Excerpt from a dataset
▽
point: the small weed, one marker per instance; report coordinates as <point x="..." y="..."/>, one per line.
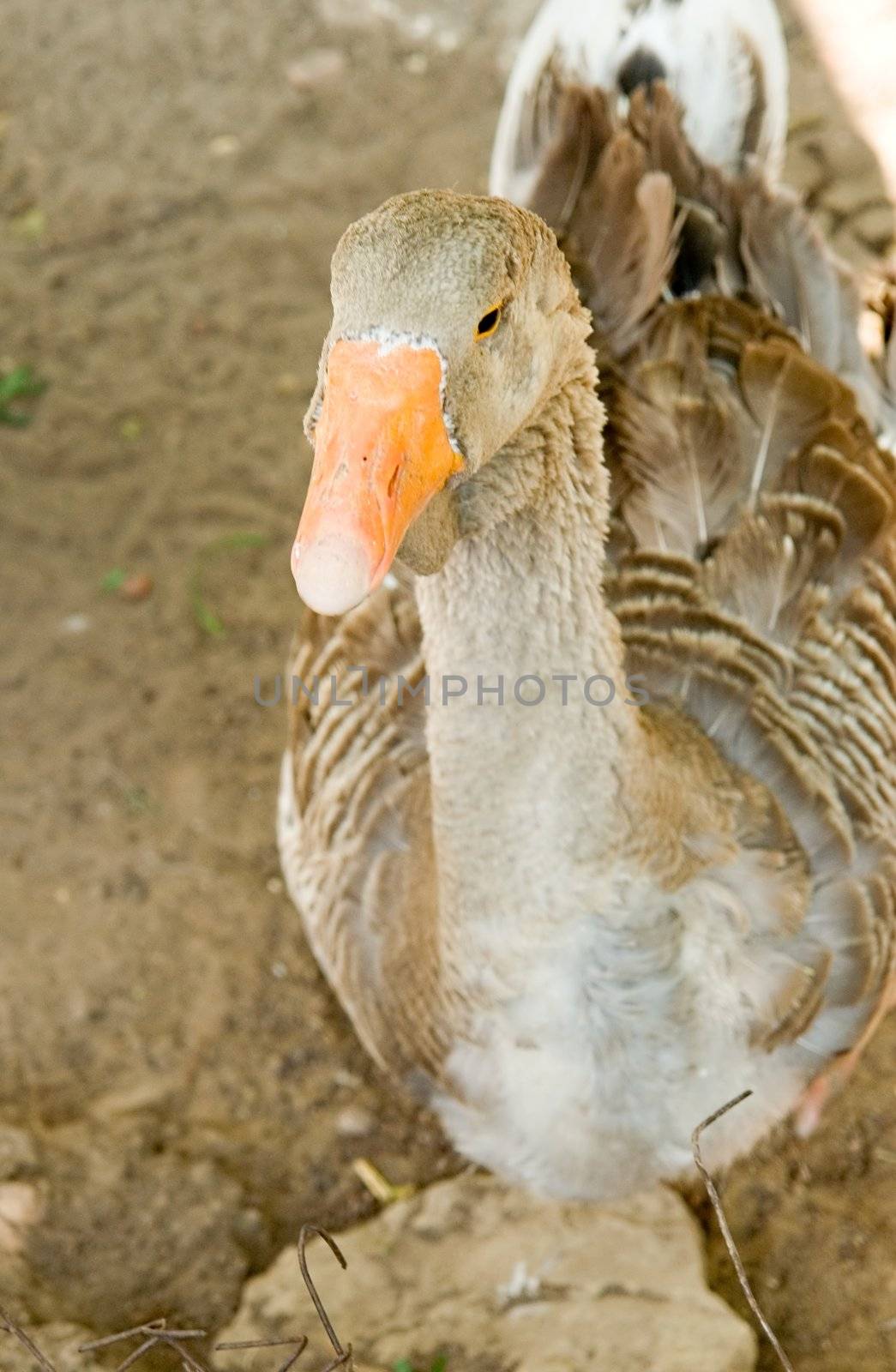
<point x="18" y="384"/>
<point x="114" y="581"/>
<point x="203" y="614"/>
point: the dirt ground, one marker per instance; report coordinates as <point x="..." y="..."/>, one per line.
<point x="178" y="1091"/>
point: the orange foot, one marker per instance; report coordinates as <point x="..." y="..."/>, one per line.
<point x="809" y="1113"/>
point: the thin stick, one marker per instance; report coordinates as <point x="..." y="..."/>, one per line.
<point x="9" y="1327"/>
<point x="312" y="1290"/>
<point x="726" y="1234"/>
<point x="297" y="1345"/>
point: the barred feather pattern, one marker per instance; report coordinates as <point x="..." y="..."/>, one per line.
<point x="641" y="217"/>
<point x="755" y="583"/>
<point x="356" y="829"/>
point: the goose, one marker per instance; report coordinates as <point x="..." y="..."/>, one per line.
<point x="589" y="800"/>
<point x="726" y="61"/>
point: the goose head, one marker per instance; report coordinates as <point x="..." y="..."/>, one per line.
<point x="454" y="320"/>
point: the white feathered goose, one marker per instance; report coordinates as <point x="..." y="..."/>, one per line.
<point x="630" y="845"/>
<point x="726" y="61"/>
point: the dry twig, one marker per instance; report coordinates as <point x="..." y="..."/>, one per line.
<point x="726" y="1232"/>
<point x="157" y="1334"/>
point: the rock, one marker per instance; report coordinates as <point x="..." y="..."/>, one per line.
<point x="493" y="1278"/>
<point x="20" y="1209"/>
<point x="18" y="1154"/>
<point x="316" y="68"/>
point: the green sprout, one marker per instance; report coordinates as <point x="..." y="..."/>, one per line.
<point x="18" y="384"/>
<point x="207" y="619"/>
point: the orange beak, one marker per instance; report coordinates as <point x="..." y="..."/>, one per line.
<point x="382" y="452"/>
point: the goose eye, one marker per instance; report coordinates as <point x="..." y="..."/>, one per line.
<point x="489" y="322"/>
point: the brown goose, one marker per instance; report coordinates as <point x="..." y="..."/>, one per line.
<point x="590" y="815"/>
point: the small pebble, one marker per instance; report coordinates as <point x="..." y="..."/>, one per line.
<point x="315" y="68"/>
<point x="136" y="587"/>
<point x="354" y="1122"/>
<point x="20" y="1207"/>
<point x="130" y="429"/>
<point x="347" y="1080"/>
<point x="18" y="1156"/>
<point x="226" y="146"/>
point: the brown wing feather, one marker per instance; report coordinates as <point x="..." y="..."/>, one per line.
<point x="641" y="216"/>
<point x="756" y="589"/>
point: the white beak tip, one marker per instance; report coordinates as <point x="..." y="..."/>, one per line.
<point x="333" y="574"/>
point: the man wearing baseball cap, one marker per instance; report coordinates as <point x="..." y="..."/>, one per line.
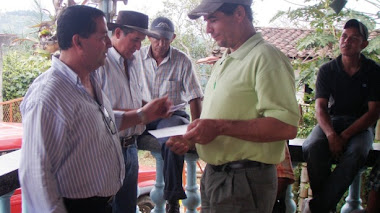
<point x="168" y="71"/>
<point x="347" y="107"/>
<point x="123" y="89"/>
<point x="249" y="111"/>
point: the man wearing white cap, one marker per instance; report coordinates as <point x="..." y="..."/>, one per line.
<point x="248" y="112"/>
<point x="168" y="71"/>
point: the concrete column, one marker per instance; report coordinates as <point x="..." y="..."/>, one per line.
<point x="5" y="202"/>
<point x="157" y="193"/>
<point x="193" y="199"/>
<point x="353" y="201"/>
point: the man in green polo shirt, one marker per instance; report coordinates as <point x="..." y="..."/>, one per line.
<point x="248" y="113"/>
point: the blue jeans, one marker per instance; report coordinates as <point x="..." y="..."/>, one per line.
<point x="125" y="200"/>
<point x="329" y="187"/>
<point x="173" y="163"/>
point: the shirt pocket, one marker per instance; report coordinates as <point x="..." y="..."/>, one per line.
<point x="172" y="89"/>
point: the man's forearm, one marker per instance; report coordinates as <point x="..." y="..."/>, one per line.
<point x="195" y="108"/>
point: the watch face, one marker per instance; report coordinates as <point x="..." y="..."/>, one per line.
<point x="141" y="115"/>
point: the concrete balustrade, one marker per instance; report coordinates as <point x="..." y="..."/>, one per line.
<point x="9" y="178"/>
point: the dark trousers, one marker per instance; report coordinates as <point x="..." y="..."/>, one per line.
<point x="173" y="163"/>
<point x="329" y="186"/>
<point x="87" y="205"/>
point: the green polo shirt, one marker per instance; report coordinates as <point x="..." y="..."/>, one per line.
<point x="257" y="80"/>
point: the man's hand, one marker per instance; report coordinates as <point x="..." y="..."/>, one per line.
<point x="202" y="131"/>
<point x="336" y="144"/>
<point x="157" y="108"/>
<point x="179" y="145"/>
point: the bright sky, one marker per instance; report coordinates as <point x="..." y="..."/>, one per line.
<point x="264" y="9"/>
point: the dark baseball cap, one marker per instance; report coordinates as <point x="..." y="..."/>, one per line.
<point x="163" y="27"/>
<point x="353" y="23"/>
<point x="210" y="6"/>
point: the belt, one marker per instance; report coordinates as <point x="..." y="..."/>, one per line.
<point x="237" y="165"/>
<point x="127" y="141"/>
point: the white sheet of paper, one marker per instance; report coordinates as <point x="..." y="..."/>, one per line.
<point x="169" y="131"/>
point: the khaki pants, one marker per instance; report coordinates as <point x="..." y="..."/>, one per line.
<point x="249" y="190"/>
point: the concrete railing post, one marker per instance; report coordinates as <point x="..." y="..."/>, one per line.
<point x="192" y="189"/>
<point x="353" y="201"/>
<point x="5" y="202"/>
<point x="157" y="193"/>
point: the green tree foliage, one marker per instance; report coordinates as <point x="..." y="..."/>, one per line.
<point x="20" y="68"/>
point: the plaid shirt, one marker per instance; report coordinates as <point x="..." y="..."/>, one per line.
<point x="123" y="94"/>
<point x="174" y="76"/>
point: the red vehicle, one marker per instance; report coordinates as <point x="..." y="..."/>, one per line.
<point x="10" y="140"/>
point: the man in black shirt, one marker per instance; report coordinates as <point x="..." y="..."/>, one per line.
<point x="347" y="108"/>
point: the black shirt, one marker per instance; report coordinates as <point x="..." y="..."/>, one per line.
<point x="348" y="95"/>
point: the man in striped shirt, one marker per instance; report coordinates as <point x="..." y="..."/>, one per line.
<point x="123" y="89"/>
<point x="168" y="71"/>
<point x="71" y="160"/>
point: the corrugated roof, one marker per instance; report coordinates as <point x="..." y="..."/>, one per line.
<point x="286" y="40"/>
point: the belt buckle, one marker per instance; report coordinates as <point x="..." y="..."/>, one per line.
<point x="127" y="141"/>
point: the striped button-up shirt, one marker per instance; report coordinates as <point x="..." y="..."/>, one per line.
<point x="69" y="148"/>
<point x="174" y="77"/>
<point x="122" y="93"/>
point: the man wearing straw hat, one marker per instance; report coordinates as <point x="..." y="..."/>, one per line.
<point x="123" y="89"/>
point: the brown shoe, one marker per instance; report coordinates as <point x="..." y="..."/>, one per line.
<point x="172" y="206"/>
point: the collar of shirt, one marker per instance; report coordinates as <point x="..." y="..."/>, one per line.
<point x="245" y="48"/>
<point x="148" y="54"/>
<point x="114" y="55"/>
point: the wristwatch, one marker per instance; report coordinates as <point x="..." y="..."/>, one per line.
<point x="141" y="115"/>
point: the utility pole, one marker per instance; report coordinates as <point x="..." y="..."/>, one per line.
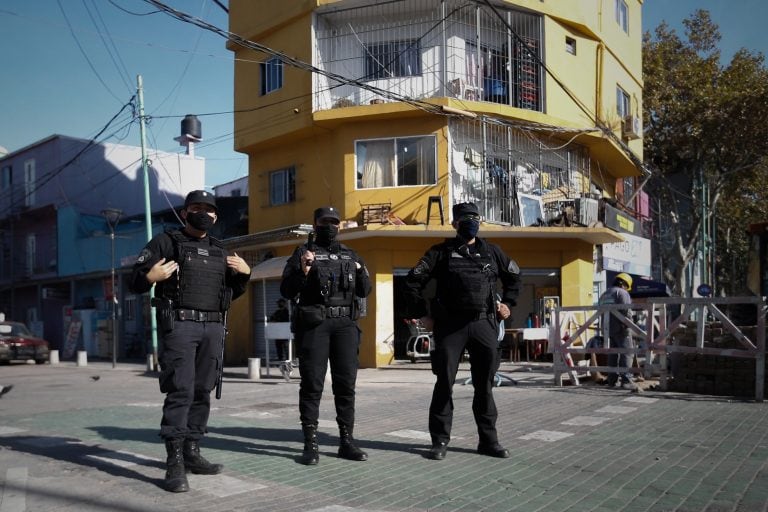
<point x="147" y="211"/>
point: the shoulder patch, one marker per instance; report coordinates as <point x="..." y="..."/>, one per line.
<point x="144" y="255"/>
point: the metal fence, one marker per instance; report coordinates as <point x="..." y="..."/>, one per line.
<point x="656" y="326"/>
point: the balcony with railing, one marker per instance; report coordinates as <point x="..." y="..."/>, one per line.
<point x="425" y="49"/>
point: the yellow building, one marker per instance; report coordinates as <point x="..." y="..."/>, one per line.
<point x="394" y="112"/>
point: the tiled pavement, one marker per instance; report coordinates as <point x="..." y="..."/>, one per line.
<point x="71" y="442"/>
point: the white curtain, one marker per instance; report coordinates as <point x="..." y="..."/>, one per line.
<point x="379" y="165"/>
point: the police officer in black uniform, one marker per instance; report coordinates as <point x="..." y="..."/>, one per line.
<point x="326" y="278"/>
<point x="464" y="315"/>
<point x="195" y="282"/>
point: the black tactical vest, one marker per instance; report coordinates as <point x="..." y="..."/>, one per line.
<point x="468" y="283"/>
<point x="335" y="272"/>
<point x="200" y="282"/>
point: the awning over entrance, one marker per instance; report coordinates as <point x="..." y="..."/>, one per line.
<point x="269" y="269"/>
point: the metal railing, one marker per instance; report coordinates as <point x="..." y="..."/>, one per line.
<point x="657" y="325"/>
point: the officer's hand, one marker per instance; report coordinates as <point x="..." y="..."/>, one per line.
<point x="307" y="259"/>
<point x="238" y="264"/>
<point x="162" y="270"/>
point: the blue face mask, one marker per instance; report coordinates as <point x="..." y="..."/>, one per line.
<point x="468" y="229"/>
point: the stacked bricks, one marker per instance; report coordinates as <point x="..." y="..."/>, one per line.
<point x="712" y="374"/>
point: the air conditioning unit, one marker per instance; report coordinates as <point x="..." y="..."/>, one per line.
<point x="585" y="211"/>
<point x="631" y="127"/>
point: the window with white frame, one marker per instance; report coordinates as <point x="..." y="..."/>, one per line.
<point x="29" y="183"/>
<point x="29" y="261"/>
<point x="570" y="45"/>
<point x="623" y="103"/>
<point x="271" y="75"/>
<point x="282" y="186"/>
<point x="6" y="179"/>
<point x="622" y="15"/>
<point x="397" y="162"/>
<point x="392" y="59"/>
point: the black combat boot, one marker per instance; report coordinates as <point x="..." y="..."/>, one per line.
<point x="347" y="447"/>
<point x="310" y="456"/>
<point x="175" y="476"/>
<point x="196" y="463"/>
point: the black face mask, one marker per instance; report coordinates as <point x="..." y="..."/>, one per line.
<point x="200" y="220"/>
<point x="326" y="235"/>
<point x="468" y="229"/>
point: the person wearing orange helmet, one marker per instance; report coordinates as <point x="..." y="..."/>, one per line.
<point x="618" y="333"/>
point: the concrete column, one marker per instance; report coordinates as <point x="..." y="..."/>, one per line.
<point x="254" y="368"/>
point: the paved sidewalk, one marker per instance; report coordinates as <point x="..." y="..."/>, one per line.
<point x="85" y="439"/>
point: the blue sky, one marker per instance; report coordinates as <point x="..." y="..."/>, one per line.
<point x="70" y="65"/>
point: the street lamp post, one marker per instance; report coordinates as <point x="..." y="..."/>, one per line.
<point x="112" y="216"/>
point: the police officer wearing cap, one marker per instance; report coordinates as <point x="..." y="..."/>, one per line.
<point x="326" y="278"/>
<point x="195" y="281"/>
<point x="464" y="315"/>
<point x="618" y="333"/>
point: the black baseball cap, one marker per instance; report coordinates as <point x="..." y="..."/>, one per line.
<point x="200" y="196"/>
<point x="462" y="209"/>
<point x="328" y="212"/>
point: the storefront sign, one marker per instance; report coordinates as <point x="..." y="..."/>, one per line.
<point x="633" y="255"/>
<point x="620" y="221"/>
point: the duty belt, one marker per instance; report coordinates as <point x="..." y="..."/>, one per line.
<point x="199" y="316"/>
<point x="337" y="311"/>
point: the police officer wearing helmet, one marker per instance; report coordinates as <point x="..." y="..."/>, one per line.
<point x="464" y="315"/>
<point x="618" y="333"/>
<point x="326" y="278"/>
<point x="195" y="280"/>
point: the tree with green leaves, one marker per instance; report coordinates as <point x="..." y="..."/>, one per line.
<point x="706" y="140"/>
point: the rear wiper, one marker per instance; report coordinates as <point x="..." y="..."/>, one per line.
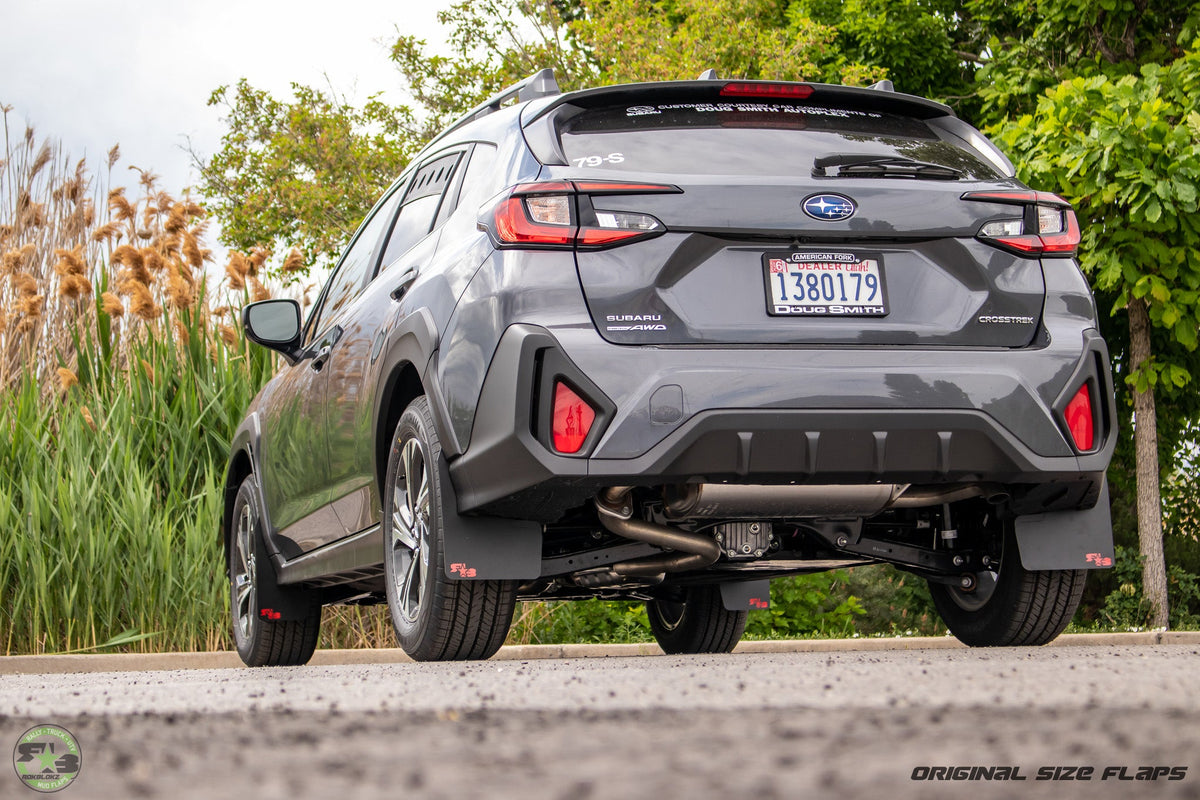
<point x="859" y="166"/>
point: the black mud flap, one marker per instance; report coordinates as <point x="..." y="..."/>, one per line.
<point x="486" y="547"/>
<point x="279" y="603"/>
<point x="745" y="595"/>
<point x="1068" y="540"/>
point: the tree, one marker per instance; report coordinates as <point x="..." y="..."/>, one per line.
<point x="1120" y="138"/>
<point x="927" y="47"/>
<point x="495" y="43"/>
<point x="301" y="173"/>
<point x="648" y="40"/>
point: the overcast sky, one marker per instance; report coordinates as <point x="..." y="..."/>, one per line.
<point x="138" y="73"/>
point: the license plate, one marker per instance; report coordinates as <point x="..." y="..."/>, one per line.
<point x="825" y="284"/>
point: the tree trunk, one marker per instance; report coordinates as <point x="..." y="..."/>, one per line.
<point x="1145" y="437"/>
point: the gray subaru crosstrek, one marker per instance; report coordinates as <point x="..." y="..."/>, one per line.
<point x="666" y="342"/>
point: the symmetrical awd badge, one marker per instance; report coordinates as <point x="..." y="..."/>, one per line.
<point x="829" y="208"/>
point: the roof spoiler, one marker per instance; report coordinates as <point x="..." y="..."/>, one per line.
<point x="540" y="84"/>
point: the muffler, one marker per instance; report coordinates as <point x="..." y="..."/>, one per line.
<point x="694" y="551"/>
<point x="733" y="501"/>
<point x="761" y="501"/>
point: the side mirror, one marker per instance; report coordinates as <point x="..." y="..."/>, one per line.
<point x="275" y="324"/>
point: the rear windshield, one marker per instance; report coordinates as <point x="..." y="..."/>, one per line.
<point x="749" y="138"/>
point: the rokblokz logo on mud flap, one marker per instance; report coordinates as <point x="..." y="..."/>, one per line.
<point x="47" y="758"/>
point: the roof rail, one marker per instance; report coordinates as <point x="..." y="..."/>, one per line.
<point x="540" y="84"/>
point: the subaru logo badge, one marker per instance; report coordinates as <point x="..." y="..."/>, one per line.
<point x="829" y="208"/>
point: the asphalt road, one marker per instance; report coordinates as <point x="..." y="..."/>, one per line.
<point x="846" y="725"/>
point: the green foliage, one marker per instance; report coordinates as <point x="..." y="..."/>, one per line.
<point x="1126" y="152"/>
<point x="923" y="46"/>
<point x="111" y="500"/>
<point x="301" y="173"/>
<point x="1126" y="607"/>
<point x="1033" y="44"/>
<point x="805" y="606"/>
<point x="645" y="40"/>
<point x="581" y="621"/>
<point x="495" y="43"/>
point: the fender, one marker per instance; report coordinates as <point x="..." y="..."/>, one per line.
<point x="247" y="439"/>
<point x="414" y="341"/>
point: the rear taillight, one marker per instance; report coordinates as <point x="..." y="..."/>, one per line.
<point x="562" y="215"/>
<point x="1047" y="224"/>
<point x="571" y="420"/>
<point x="1080" y="420"/>
<point x="765" y="89"/>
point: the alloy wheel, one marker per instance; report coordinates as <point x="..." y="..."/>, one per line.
<point x="408" y="549"/>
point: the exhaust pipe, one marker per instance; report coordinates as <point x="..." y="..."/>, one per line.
<point x="761" y="501"/>
<point x="694" y="551"/>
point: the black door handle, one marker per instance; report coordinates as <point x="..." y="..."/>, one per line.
<point x="322" y="356"/>
<point x="406" y="281"/>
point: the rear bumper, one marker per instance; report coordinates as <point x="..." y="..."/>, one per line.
<point x="769" y="415"/>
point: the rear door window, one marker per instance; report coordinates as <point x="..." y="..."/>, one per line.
<point x="749" y="138"/>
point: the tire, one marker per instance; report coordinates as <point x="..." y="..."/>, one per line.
<point x="436" y="618"/>
<point x="262" y="642"/>
<point x="695" y="623"/>
<point x="1013" y="607"/>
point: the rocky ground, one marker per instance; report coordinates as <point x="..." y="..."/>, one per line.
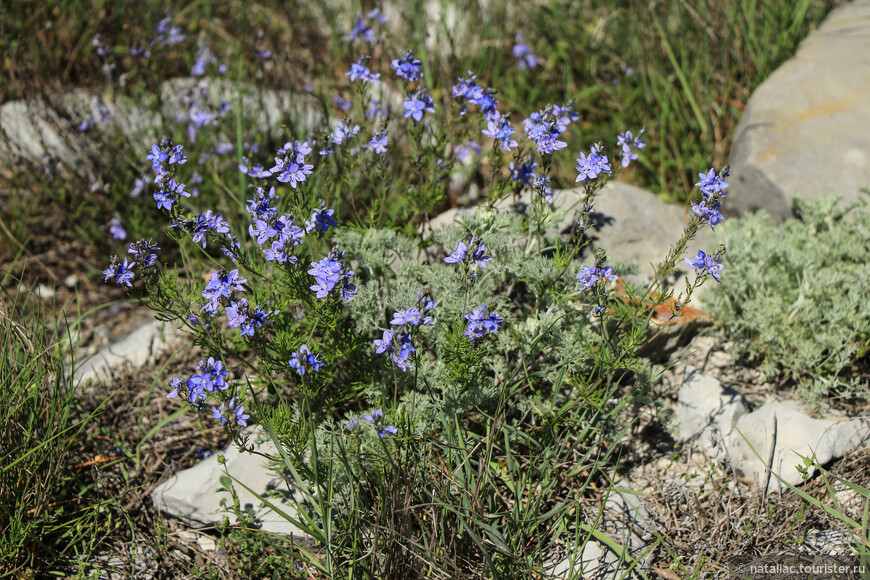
<point x="701" y="497"/>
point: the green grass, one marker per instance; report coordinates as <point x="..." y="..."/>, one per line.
<point x="48" y="513"/>
<point x="693" y="67"/>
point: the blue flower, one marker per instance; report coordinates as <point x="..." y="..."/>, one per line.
<point x="342" y="133"/>
<point x="321" y="219"/>
<point x="524" y="172"/>
<point x="418" y="104"/>
<point x="140" y="250"/>
<point x="292" y="170"/>
<point x="157" y="156"/>
<point x="590" y="275"/>
<point x="221" y="284"/>
<point x="120" y="271"/>
<point x="478" y="253"/>
<point x="303" y="359"/>
<point x="385" y="343"/>
<point x="481" y="323"/>
<point x="407" y="67"/>
<point x="626" y="141"/>
<point x="705" y="265"/>
<point x="711" y="183"/>
<point x="116" y="229"/>
<point x="360" y="72"/>
<point x="458" y="254"/>
<point x="328" y="272"/>
<point x="499" y="128"/>
<point x="379" y="142"/>
<point x="375" y="419"/>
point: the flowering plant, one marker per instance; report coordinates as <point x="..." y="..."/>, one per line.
△
Your task:
Reproduce the lines above, exactly and exclusively, from the line containing "point: the rocky" down to the last line, both included; pictures are not part of the copy.

Task output:
point: the rocky ground, one marker per instance; report coordinates as <point x="..." y="..."/>, one per line.
<point x="701" y="497"/>
point: the green grass, one marker per instance; report coordinates as <point x="..." y="..."/>, one per line.
<point x="48" y="513"/>
<point x="693" y="67"/>
point: the blue flower, one marker per instance; report coordinates as <point x="..." y="..."/>, one per line.
<point x="342" y="133"/>
<point x="321" y="219"/>
<point x="524" y="172"/>
<point x="418" y="104"/>
<point x="140" y="250"/>
<point x="292" y="170"/>
<point x="157" y="156"/>
<point x="590" y="275"/>
<point x="221" y="284"/>
<point x="120" y="271"/>
<point x="478" y="253"/>
<point x="303" y="359"/>
<point x="385" y="343"/>
<point x="481" y="323"/>
<point x="407" y="67"/>
<point x="626" y="141"/>
<point x="705" y="265"/>
<point x="711" y="183"/>
<point x="116" y="229"/>
<point x="360" y="72"/>
<point x="458" y="254"/>
<point x="328" y="272"/>
<point x="499" y="128"/>
<point x="379" y="142"/>
<point x="375" y="419"/>
point: the flowering plant, one marker per instance; report coordinates as <point x="..." y="..."/>, one per line.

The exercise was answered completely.